- **Request**:
Copy the material from its start through the line containing "[[[0,449],[745,449],[745,358],[362,335],[336,365],[0,380]]]", replacing "blue sky" with "clear sky" and changing nothing else. Leave the pictures out of your copy.

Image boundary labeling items
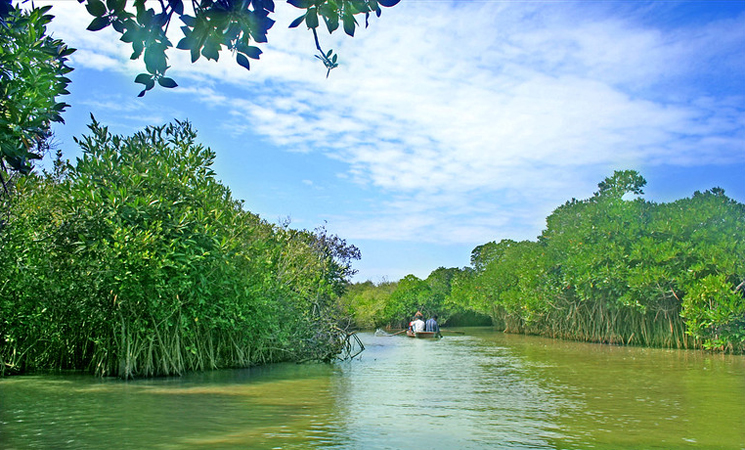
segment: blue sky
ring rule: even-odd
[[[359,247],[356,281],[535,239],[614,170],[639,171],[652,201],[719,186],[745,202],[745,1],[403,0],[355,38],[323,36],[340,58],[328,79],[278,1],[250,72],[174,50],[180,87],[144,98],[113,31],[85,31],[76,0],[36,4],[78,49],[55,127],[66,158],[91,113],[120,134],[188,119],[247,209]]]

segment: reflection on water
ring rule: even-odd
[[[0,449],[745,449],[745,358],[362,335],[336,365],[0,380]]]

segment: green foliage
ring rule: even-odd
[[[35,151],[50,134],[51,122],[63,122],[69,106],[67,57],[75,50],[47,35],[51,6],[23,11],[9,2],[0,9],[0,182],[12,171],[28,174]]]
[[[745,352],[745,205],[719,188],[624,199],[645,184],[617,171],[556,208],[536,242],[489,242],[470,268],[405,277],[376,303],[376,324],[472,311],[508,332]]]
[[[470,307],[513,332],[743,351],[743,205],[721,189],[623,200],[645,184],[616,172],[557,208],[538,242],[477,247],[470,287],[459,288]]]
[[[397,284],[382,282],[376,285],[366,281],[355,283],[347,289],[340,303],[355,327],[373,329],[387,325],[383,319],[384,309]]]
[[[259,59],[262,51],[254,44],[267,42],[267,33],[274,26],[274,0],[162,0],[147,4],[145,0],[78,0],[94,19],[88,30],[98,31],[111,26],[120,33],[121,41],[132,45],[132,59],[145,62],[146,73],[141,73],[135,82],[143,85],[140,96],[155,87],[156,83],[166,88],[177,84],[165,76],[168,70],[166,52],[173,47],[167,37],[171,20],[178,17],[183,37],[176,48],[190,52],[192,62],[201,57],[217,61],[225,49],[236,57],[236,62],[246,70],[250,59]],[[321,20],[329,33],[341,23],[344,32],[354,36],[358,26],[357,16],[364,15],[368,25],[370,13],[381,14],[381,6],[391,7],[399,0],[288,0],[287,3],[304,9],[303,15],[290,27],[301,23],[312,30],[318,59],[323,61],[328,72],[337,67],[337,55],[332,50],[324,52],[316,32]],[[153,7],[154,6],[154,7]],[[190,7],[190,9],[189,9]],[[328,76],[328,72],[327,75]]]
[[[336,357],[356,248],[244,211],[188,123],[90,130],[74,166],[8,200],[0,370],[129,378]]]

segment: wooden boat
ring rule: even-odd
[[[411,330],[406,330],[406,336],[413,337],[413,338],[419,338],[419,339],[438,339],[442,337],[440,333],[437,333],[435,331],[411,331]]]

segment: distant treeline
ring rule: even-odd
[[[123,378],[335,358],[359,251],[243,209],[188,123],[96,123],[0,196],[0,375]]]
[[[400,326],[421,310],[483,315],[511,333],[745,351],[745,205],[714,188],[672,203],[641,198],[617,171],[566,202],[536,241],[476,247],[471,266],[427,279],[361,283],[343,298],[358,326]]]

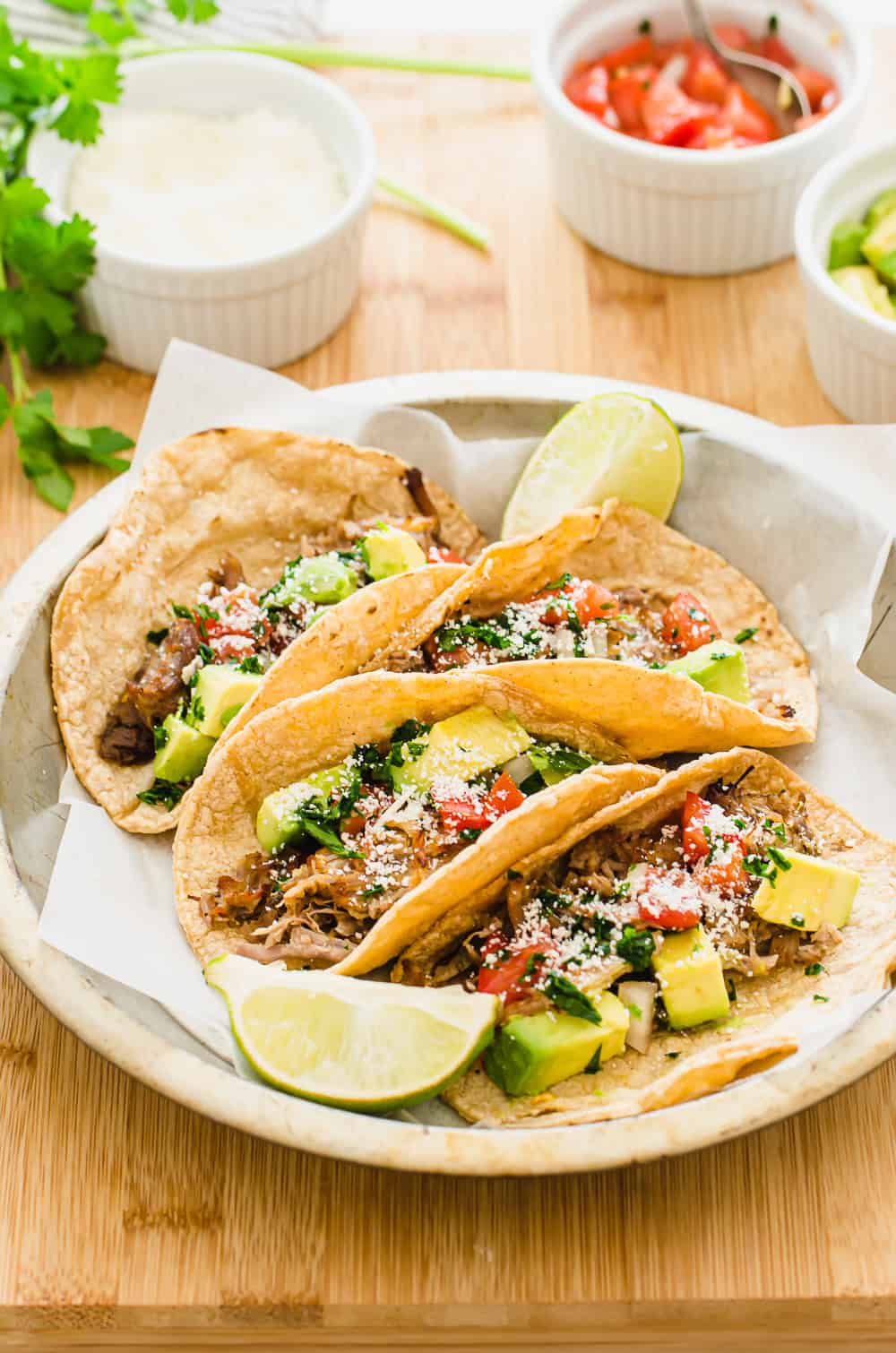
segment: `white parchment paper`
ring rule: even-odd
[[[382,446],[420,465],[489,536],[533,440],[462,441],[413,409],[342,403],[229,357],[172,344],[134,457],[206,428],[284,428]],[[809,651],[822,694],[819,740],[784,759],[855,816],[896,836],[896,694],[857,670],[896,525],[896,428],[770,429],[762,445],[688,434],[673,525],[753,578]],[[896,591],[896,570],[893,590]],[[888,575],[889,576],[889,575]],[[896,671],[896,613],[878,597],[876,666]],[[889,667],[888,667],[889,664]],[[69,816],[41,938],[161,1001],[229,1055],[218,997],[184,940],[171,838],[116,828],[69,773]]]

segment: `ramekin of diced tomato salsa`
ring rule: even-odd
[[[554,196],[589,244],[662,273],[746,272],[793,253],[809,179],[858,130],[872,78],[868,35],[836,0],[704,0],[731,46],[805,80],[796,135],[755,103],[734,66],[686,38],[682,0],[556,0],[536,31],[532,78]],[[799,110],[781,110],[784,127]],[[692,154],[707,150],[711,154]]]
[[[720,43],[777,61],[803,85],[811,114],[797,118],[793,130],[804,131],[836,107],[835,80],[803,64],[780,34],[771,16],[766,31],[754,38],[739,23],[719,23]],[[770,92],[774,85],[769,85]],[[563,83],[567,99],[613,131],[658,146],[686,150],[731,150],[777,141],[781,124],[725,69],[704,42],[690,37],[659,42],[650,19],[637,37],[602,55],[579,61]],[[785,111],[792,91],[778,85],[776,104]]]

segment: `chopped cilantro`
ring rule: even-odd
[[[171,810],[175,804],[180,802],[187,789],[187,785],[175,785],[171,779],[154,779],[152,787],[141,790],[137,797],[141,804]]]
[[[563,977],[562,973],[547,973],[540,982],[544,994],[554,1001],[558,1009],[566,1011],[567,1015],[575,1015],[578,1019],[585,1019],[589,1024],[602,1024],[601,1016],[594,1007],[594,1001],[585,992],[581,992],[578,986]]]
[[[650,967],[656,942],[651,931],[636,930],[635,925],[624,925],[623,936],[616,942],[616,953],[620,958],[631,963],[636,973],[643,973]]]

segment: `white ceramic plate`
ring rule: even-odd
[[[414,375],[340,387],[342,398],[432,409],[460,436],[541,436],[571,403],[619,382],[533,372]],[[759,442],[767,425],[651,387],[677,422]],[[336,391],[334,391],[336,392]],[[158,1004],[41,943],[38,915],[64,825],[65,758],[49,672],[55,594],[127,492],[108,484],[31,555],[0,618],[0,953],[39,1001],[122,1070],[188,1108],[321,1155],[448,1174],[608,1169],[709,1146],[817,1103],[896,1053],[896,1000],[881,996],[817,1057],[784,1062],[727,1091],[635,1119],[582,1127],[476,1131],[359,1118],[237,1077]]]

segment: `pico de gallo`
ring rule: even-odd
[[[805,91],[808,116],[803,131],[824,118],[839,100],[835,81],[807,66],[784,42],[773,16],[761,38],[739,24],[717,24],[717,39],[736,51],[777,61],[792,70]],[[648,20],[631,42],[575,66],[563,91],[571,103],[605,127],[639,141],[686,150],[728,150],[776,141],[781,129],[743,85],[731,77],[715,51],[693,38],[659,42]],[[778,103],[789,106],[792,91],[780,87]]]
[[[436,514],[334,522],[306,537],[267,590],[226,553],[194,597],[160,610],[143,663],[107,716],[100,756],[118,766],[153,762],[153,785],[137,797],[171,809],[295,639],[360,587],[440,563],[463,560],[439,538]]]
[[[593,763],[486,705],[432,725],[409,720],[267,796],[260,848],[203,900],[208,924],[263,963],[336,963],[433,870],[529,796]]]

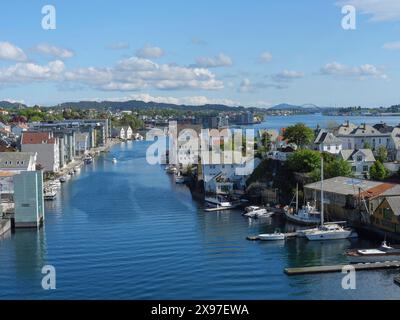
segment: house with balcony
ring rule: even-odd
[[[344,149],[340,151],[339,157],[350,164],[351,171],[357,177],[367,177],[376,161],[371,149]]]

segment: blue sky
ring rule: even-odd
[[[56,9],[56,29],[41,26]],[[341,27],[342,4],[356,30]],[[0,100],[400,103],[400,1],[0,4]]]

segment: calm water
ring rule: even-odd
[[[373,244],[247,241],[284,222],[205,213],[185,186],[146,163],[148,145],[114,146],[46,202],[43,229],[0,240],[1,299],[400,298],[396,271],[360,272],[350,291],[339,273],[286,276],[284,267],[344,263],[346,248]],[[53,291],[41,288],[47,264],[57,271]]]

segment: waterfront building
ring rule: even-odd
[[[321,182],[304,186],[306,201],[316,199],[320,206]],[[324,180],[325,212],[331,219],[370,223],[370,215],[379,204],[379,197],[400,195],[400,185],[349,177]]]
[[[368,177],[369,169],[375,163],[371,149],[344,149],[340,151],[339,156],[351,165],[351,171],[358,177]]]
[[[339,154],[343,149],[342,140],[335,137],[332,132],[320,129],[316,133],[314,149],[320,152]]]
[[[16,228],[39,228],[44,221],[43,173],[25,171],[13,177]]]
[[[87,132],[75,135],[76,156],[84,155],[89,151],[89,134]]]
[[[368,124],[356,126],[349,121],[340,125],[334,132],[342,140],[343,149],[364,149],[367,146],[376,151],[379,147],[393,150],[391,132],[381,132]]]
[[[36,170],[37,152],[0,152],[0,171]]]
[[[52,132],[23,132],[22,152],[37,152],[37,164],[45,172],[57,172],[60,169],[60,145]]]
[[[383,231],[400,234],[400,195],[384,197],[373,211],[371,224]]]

- **Task result**:
segment: clear sky
ring rule: even-odd
[[[359,247],[356,281],[535,239],[614,170],[639,171],[652,201],[719,186],[745,202],[745,1],[403,0],[355,38],[323,36],[340,58],[328,79],[278,1],[250,72],[174,50],[180,87],[144,98],[113,31],[85,31],[76,0],[36,4],[78,49],[55,127],[66,158],[91,113],[120,134],[188,119],[247,209]]]

segment: reflection on water
ring rule: even-odd
[[[0,449],[745,449],[745,358],[362,335],[336,365],[0,380]]]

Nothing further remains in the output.